PROBLEM DETAILS
In the Fanny Brice passage, what conditions does Nick set when he accepts Fanny's marriage proposal?

[Start of GIVEN TEXT]

Alone in the alley with Nick and sliding right into the stirring ballad “People,” Fanny’s song has critics, and even Streisand herself, questioning its lyrics. Why are people who need people the luckiest people in the world? The converse of that dictum seems more apt, doesn’t it? Mama Ru says it best: “If you can’t love yourself, how in the hell you gonna love somebody else? Can I get an amen?”

Yet I believe Bob Merrill knew exactly what he was writing—because he knew whom he was writing for. This is Fanny’s anthem and her first step into womanhood, as she admits aloud that she won’t be fully happy with a half-life. She’s not about to let her “grown-up pride hide all the [tremendous] need inside” of her. At this point, Fanny’s not at all convinced she’ll ever get “one special person,” let alone Nick, but she’s not going to pretend she doesn’t hunger and thirst for him. To act otherwise, she’s convinced, would be childish—and the caring, overbearing community of Henry Street raised her better.

Just because a work of art has a message that we now find dated or deluded doesn’t negate the fact that plenty of people still think they need other people to make them whole, instead of first being a self-actualized person, who then chooses to enter a relationship with a fellow self-accepting person. The question becomes: Can Fanny Brice transcend the time in which she lived and the torch-song torture that women then were expected to endure for their good-for-nothing men?

It’s still Act I, people.

(Note: As a man who worships Babs and who has heard her every version of “People” ad nauseum, I will honestly state that Streisand’s final Broadway performance of that iconic song is my very least favorite rendition, in spite of the protracted screams of “Brava!” that poured from that lucky audience.)

Nick is off as quickly as he came, again, but not without an indecent proposal offered to Fanny—that she happily confirms was indecent indeed!

(Streisand’s brief “People” reprise is lovely, though.)

While on tour in Bal-ti-more with the Follies, Nick is back again and invites Fanny to a fancy dinner in a private room. When she arrives, Fanny immediately makes fun of herself, as she defensively acts aloof around Nick, suave as ever. Nick calls her on her crap, and Fanny claps right back. (But did you hear Nick just refer to Fanny as “my love”?)

Nick wisely lets down his guard first and confesses that he was at Fanny’s last two opening nights but was too frightened to see her. The book is taking this unusual, and unusually intense, relationship slowly, just as the plot demands. By the time “You Are Woman” is finished, however, Fanny doesn’t need more explanation than this—and neither do we. Between a blue marble egg and more white roses, Fanny finally has someone who sees her, like she’s never dared seen herself.

After a whirlwind week of Arnstein courting Brice, Eddie shows up at the train station unexpectedly to accompany his old friend on to Chicago. Of course, Nick is off to New York with the intention of winning big. Yet he admits that his leaving is different this time because he loves Fanny. She half-jokingly asks him for his hand in marriage, which illustrates Fanny’s burgeoning confidence and desire to go after what she not only has always wanted but what she now thinks she just might get.

Nick accepts her decent proposal but demands that the marriage be done on his terms—and not until he has the means to support his bride as her dutiful breadwinner. (Foreshadowing alert!) For now, Nick presents Fanny with “I love you” #2 and is off.

[End of GIVEN TEXT]
[Start of DATA EXTRACT]

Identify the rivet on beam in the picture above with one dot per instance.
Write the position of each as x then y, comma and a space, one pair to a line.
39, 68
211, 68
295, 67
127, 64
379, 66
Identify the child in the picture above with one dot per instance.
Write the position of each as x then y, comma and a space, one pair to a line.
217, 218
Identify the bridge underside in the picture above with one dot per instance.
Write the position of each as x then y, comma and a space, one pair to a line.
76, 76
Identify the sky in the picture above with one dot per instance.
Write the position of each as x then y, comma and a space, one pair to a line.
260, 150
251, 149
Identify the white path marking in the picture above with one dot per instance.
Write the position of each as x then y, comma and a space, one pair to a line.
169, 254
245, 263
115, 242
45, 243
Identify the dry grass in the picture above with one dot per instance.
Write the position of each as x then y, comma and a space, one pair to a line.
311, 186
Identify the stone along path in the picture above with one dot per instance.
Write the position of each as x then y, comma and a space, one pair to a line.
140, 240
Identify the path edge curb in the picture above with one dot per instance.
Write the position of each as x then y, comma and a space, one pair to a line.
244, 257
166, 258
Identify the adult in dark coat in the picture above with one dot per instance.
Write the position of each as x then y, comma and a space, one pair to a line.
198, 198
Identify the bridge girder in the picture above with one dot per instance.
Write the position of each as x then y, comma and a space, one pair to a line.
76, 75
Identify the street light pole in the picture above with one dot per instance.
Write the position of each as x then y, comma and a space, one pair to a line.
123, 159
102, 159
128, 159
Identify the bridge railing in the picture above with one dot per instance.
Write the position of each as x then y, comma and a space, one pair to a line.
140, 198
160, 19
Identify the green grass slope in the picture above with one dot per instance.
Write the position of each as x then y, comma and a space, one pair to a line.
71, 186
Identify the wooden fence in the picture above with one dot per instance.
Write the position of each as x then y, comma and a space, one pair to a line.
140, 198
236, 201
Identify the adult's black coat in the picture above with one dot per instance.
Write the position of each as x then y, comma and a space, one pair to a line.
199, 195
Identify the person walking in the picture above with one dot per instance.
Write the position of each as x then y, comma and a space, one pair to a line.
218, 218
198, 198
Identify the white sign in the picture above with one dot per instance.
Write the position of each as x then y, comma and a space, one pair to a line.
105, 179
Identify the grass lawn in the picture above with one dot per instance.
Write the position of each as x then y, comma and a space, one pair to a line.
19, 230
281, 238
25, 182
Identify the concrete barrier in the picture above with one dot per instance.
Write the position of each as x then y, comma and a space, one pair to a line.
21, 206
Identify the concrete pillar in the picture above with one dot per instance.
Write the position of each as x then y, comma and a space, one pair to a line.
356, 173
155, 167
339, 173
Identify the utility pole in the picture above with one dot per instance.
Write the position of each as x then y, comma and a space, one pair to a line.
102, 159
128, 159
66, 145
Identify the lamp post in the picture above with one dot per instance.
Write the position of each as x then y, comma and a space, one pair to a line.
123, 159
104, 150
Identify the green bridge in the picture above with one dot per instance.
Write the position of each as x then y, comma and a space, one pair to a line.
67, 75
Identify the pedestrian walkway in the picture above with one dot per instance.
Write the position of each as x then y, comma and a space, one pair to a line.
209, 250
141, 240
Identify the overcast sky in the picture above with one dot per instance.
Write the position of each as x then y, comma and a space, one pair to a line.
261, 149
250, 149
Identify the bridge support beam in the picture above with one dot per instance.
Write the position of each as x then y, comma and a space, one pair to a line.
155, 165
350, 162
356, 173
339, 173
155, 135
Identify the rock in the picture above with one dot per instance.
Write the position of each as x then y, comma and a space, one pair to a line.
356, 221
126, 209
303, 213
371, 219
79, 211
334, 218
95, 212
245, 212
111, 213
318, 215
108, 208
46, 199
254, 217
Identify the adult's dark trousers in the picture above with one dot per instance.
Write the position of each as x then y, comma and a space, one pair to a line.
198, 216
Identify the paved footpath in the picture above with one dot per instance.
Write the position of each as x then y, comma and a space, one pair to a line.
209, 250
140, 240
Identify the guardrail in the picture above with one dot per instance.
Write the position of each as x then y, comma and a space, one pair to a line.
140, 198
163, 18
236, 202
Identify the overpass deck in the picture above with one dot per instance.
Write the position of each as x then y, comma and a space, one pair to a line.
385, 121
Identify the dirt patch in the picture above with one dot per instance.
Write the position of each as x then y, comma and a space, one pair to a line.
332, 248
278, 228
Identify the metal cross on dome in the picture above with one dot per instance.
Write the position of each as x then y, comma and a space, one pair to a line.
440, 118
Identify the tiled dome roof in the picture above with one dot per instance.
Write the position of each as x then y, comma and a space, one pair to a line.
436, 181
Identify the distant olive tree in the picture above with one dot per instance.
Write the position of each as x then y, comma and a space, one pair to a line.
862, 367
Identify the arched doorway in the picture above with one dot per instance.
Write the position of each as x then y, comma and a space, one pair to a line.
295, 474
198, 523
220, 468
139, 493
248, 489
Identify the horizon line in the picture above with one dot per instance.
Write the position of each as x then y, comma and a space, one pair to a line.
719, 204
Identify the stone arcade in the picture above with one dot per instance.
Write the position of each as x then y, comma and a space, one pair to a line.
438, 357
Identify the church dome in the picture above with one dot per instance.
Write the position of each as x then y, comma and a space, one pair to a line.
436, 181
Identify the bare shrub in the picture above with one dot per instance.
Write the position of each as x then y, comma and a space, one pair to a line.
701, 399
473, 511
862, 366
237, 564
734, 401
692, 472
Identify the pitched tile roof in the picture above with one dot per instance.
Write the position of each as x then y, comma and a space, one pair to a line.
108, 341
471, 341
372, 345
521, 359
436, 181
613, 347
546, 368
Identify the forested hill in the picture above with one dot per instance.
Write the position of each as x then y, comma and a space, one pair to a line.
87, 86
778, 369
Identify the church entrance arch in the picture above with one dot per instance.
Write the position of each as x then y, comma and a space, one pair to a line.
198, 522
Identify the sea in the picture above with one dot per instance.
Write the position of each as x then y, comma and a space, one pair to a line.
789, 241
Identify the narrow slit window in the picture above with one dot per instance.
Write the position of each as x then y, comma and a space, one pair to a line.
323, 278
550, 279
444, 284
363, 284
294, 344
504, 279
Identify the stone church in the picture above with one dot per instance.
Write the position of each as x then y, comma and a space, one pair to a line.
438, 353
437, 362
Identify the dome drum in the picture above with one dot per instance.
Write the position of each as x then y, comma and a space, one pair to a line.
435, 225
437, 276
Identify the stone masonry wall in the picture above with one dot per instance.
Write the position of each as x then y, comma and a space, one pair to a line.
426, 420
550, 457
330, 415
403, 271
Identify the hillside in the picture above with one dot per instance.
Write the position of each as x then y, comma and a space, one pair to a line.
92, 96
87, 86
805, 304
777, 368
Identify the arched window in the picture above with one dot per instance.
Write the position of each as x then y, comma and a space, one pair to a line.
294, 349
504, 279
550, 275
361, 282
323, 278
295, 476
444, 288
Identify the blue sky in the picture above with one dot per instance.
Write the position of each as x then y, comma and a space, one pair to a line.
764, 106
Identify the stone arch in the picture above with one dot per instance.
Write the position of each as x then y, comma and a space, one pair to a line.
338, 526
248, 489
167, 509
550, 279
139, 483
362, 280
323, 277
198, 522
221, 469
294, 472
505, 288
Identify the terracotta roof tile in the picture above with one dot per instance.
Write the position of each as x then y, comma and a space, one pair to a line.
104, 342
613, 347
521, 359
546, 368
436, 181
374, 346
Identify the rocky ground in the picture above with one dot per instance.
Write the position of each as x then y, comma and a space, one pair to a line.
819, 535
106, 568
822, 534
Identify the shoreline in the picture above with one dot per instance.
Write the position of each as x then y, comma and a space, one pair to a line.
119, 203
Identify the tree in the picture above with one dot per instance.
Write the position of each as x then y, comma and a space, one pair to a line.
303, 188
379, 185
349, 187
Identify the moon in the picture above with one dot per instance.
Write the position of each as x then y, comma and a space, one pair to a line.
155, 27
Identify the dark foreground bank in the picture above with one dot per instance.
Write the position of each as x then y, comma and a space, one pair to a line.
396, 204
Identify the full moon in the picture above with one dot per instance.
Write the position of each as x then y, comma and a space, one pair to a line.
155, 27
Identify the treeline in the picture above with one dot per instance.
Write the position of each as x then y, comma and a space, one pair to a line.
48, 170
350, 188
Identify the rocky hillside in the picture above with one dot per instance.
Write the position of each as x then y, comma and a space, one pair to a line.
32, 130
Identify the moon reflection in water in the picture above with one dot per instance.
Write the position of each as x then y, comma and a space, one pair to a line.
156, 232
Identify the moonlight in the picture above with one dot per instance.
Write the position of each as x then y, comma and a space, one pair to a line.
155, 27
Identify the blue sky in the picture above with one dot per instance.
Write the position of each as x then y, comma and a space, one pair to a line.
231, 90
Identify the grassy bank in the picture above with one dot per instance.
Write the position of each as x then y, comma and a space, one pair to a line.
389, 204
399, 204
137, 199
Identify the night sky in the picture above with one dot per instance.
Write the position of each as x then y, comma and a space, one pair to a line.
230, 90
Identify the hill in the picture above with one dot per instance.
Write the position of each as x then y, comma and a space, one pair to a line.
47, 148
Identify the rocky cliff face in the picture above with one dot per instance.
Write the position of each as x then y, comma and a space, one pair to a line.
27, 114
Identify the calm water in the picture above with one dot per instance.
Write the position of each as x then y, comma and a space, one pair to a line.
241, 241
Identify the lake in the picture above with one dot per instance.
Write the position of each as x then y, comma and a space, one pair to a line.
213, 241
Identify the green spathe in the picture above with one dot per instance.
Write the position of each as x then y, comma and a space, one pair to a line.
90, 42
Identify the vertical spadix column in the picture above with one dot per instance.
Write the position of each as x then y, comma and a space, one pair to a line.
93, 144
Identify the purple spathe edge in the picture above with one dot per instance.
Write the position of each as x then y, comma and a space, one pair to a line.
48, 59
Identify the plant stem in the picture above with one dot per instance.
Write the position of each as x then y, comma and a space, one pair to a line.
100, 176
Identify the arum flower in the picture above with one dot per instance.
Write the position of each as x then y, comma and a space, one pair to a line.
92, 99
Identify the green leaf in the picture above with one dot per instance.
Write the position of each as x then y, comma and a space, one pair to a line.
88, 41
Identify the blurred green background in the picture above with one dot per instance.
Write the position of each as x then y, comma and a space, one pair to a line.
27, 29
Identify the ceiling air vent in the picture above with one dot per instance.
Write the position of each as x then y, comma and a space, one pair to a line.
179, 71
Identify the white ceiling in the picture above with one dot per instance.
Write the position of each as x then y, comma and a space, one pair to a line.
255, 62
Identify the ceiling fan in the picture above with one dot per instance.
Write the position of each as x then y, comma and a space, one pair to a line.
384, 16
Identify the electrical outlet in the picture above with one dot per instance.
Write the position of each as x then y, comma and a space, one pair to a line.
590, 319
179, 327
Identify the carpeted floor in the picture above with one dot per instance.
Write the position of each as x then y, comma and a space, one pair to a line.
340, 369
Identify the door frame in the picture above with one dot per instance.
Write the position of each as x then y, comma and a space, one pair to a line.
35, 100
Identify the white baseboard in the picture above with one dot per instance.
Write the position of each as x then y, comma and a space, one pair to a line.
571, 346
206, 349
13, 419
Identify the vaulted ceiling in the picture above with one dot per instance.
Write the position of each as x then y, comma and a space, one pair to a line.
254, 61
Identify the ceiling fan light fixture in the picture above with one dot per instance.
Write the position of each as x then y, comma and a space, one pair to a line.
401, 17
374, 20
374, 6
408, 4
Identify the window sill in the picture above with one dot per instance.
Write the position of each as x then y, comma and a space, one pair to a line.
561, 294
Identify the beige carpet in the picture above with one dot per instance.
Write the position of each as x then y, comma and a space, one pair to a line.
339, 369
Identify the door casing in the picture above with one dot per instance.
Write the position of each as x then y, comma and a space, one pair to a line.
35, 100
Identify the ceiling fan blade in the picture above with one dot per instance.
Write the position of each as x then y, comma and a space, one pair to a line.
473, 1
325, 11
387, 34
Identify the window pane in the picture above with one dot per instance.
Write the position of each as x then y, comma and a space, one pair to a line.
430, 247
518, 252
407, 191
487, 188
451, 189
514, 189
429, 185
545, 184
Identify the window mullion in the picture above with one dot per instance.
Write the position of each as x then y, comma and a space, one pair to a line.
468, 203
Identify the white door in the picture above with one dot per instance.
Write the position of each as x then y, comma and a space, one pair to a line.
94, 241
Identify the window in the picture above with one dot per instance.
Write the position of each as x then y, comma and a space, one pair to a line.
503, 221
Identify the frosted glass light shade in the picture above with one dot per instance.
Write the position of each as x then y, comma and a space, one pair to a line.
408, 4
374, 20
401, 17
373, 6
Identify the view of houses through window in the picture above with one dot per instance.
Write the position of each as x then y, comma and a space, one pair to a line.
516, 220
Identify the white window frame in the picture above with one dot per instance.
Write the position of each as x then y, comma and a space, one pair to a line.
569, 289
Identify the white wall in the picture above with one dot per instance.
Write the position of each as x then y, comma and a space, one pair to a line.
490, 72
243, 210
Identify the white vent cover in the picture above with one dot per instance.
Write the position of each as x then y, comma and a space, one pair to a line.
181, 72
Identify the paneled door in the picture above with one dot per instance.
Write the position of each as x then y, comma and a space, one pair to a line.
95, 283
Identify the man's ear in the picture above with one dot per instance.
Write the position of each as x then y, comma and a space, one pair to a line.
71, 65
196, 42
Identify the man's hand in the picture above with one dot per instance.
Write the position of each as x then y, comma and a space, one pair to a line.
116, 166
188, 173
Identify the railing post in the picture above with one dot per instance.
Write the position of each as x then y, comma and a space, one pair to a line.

[End of DATA EXTRACT]

WORKED SOLUTION
He demands that the marriage be done on his terms and not until he has the means to support his bride as her dutiful breadwinner.